[PARTS OF THE EXERCISE]
[1] Print the stretch of the blog comment thread from "You are so mistaken" through "he was discovered.", word for word.
[2] In the blog comment thread, how many years is the FACDL celebrating at its Annual Banquet?

[DOCUMENT SEGMENT]
....................

Rumpole, what if the judge ordered the case against the defendant dismissed due to lack of due process for the defendant? (No atty to represent him) Might that have been the best way to really force the state govt to change the system?



Big week for the criminal defense bar ...

Wednesday - FACDL dedicates Sy Gehr Memorial

Thursday - DCBA Criminal Courts Happy Hour/s at Tobacco Road

Saturday - It's Bowties for Ben as the FACDL celebrates 45 years with their Annual Banquet. Don't forget to wear your bowtie.

Great week!!!


Anonymous said...

The Captain is none other than David Markus our federal blogger.

It took some digging.

Anonymous said...

David Markus is posting here as the captain about state election and bar issues?

ha ha ha ha ha

Anonymous said...

You are so mistaken - David doesn't give a rats ass about local political elections - the Capitan is Catalano - Airplane pilot (e.g. "Captain") and keenly involved in the local politics.

Anonymous said...

Not David Markus. The Captain has long ago revealed himself. After being revealed Rumpole himself said that he would delete all reference to him and how he was discovered.

Anonymous said...

Move over, Capitan:

Breaking Blog News....Rodney Smith has just been appointed as a County Court judge. Good luck to everyone.

Anonymous said...

The captain, himself, said he had the highest rating in some fledging website called avvo.com and the only miami lawyer with the highest rating was Bobby Reiff.

....................

[INFORMATION GIVEN]
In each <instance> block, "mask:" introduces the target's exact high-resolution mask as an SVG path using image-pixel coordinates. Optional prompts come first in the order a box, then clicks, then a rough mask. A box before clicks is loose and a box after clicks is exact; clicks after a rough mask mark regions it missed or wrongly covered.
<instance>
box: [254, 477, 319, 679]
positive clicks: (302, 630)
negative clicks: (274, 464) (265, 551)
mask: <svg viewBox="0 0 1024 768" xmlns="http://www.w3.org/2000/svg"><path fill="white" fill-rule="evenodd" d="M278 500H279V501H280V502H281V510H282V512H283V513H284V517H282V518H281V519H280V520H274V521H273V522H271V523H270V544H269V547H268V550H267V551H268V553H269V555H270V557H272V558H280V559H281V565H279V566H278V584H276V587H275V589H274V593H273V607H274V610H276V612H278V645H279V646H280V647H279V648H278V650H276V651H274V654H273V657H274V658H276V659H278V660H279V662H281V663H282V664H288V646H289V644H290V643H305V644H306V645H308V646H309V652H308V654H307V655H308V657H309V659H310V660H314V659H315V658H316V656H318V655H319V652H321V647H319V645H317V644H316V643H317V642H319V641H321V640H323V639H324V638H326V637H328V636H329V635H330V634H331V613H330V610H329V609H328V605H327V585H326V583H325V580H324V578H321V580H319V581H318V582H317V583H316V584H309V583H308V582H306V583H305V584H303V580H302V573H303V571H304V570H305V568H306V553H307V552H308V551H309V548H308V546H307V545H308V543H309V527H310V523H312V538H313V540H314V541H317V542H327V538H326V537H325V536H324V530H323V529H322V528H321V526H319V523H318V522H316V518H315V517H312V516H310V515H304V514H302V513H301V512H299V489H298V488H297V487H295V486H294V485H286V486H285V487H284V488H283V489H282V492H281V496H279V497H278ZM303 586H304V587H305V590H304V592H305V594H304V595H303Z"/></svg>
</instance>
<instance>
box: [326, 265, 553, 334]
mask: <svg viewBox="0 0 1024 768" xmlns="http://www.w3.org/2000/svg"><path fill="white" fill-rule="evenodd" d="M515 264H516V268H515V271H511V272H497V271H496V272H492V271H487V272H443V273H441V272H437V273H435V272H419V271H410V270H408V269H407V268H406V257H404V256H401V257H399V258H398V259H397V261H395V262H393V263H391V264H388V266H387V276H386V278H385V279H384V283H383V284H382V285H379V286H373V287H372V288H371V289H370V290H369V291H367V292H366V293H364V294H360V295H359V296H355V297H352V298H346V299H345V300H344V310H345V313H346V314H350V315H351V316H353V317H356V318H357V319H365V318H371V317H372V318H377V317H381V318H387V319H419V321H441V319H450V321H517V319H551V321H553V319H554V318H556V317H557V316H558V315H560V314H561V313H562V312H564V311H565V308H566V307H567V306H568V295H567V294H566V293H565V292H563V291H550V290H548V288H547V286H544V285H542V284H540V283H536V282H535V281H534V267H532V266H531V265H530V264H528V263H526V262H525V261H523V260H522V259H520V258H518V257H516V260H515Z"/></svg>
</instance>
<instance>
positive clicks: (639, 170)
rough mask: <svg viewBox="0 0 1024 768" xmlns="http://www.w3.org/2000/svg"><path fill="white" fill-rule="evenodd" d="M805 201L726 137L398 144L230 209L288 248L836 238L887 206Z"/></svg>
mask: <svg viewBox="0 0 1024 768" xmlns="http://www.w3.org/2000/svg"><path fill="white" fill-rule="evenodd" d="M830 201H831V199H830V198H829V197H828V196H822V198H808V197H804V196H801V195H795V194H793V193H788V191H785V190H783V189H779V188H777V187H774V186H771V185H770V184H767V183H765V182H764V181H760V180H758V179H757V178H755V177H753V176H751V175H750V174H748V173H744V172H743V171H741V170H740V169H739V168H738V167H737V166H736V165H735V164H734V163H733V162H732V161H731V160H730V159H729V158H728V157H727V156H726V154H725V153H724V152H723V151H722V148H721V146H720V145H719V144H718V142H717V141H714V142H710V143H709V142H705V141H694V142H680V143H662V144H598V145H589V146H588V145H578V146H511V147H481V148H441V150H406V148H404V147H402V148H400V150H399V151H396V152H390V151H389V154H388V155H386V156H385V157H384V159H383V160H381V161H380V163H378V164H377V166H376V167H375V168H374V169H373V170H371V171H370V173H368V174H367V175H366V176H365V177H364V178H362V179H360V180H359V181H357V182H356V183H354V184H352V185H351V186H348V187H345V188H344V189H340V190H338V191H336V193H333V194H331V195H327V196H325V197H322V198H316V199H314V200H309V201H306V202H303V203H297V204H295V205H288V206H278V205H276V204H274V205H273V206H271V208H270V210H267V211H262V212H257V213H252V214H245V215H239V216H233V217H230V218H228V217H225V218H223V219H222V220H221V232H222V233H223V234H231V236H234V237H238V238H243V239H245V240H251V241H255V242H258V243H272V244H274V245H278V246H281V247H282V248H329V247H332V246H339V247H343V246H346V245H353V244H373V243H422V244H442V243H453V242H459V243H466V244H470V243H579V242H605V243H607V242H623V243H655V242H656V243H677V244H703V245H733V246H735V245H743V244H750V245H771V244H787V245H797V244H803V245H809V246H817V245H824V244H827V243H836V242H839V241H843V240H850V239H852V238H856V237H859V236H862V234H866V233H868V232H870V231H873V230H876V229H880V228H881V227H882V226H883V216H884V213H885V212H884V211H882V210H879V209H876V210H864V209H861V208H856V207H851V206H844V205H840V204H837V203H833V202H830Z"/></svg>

....................

[RESULTS FOR THE EXERCISE]
[1]
You are so mistaken - David doesn't give a rats ass about local political elections - the Capitan is Catalano - Airplane pilot (e.g. "Captain") and keenly involved in the local politics.

Anonymous said...

Not David Markus. The Captain has long ago revealed himself. After being revealed Rumpole himself said that he would delete all reference to him and how he was discovered.

[2] 45 years